━━━━━ Excerpt

A linear supply might be misbehaving to do this, but squegging or oscillation can indeed happen, and the PSRR at high frequencies is generally poor (better for emitter follower than open-drain LDOs, but there are high performance kinds of the latter too).

self oscillation is not normal mode for linear psu, it's fault mode.
Even if some linear PSU has low PSRR it still don't produce noise, it just suppresses them poorly.

If you need good PSRR you can use ultra-low noise linear regulators like LT3045

The device shown above, with the harmonics filtered down modestly, and maybe a little cancellation just to suppress the tones, is more or less indistinguishable from a linear supply.

If you're talking about an SMPS with hundreds of noise peaks ranging from 10 kHz to 1 MHz at a -26 dBm (14.1 mV peak) level, it's absurd to claim that it's better than a linear power supply. Using such an SMPS with a receiver will contaminate its IF stage with thousands of noise spurs at fairly high levels and approximately 11 kHz intervals. This is disastrous for a receiver.

Even with a poorly designed linear PSU, you would never experience such severe noise issues.

━━━━━━━━━━
━━━━━ Information supplied

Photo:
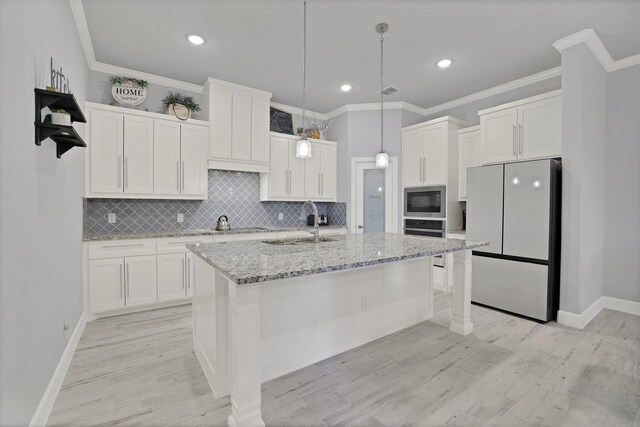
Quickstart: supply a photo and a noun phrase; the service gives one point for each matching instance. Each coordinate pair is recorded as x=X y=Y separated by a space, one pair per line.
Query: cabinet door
x=241 y=127
x=260 y=130
x=498 y=135
x=469 y=155
x=106 y=148
x=435 y=155
x=166 y=157
x=172 y=275
x=221 y=110
x=279 y=176
x=138 y=155
x=312 y=170
x=193 y=157
x=540 y=128
x=328 y=171
x=296 y=173
x=106 y=284
x=412 y=154
x=140 y=279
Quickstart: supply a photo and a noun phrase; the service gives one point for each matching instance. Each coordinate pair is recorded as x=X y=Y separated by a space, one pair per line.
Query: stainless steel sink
x=297 y=241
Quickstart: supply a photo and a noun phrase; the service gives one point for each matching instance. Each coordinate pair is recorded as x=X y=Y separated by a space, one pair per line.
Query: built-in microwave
x=425 y=202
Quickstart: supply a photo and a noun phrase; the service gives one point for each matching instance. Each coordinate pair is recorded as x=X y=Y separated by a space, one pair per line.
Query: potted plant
x=60 y=117
x=180 y=105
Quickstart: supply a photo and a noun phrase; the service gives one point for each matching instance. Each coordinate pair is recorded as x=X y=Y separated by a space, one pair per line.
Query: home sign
x=128 y=93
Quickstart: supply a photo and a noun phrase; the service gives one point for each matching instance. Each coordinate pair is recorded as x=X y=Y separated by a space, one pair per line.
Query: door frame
x=391 y=203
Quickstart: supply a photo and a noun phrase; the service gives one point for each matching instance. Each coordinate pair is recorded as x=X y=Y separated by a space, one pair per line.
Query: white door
x=241 y=128
x=296 y=173
x=166 y=157
x=412 y=158
x=540 y=128
x=106 y=284
x=138 y=155
x=140 y=279
x=279 y=176
x=499 y=135
x=375 y=201
x=260 y=130
x=193 y=158
x=328 y=171
x=469 y=155
x=172 y=274
x=106 y=148
x=221 y=112
x=435 y=155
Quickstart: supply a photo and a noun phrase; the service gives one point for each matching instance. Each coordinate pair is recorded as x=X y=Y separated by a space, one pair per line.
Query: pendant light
x=382 y=158
x=303 y=146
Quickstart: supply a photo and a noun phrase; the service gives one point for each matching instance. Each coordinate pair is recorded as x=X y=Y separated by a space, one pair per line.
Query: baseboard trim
x=48 y=399
x=579 y=321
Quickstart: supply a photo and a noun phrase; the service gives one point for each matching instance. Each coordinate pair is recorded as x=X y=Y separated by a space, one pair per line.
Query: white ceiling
x=258 y=43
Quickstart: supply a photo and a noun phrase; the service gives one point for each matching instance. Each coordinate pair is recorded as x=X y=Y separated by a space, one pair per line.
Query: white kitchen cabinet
x=470 y=154
x=138 y=155
x=292 y=178
x=240 y=127
x=106 y=151
x=527 y=129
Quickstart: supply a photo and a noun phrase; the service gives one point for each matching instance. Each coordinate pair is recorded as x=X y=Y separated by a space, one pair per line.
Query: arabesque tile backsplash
x=235 y=194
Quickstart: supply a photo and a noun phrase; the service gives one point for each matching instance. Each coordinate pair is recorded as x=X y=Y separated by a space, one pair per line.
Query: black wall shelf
x=65 y=137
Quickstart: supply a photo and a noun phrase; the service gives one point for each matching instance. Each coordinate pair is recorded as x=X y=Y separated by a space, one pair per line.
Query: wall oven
x=425 y=202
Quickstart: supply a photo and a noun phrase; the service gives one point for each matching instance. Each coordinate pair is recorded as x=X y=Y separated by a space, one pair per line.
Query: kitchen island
x=266 y=308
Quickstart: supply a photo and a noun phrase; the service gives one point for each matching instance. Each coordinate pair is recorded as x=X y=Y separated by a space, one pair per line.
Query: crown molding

━━━━━━━━━━

## Exercise goal
Extract the full power supply discussion word for word. The records were drawn from a separate source.

## Reply to the task
A linear supply might be misbehaving to do this, but squegging or oscillation can indeed happen, and the PSRR at high frequencies is generally poor (better for emitter follower than open-drain LDOs, but there are high performance kinds of the latter too).

self oscillation is not normal mode for linear psu, it's fault mode.
Even if some linear PSU has low PSRR it still don't produce noise, it just suppresses them poorly.

If you need good PSRR you can use ultra-low noise linear regulators like LT3045

The device shown above, with the harmonics filtered down modestly, and maybe a little cancellation just to suppress the tones, is more or less indistinguishable from a linear supply.

If you're talking about an SMPS with hundreds of noise peaks ranging from 10 kHz to 1 MHz at a -26 dBm (14.1 mV peak) level, it's absurd to claim that it's better than a linear power supply. Using such an SMPS with a receiver will contaminate its IF stage with thousands of noise spurs at fairly high levels and approximately 11 kHz intervals. This is disastrous for a receiver.

Even with a poorly designed linear PSU, you would never experience such severe noise issues.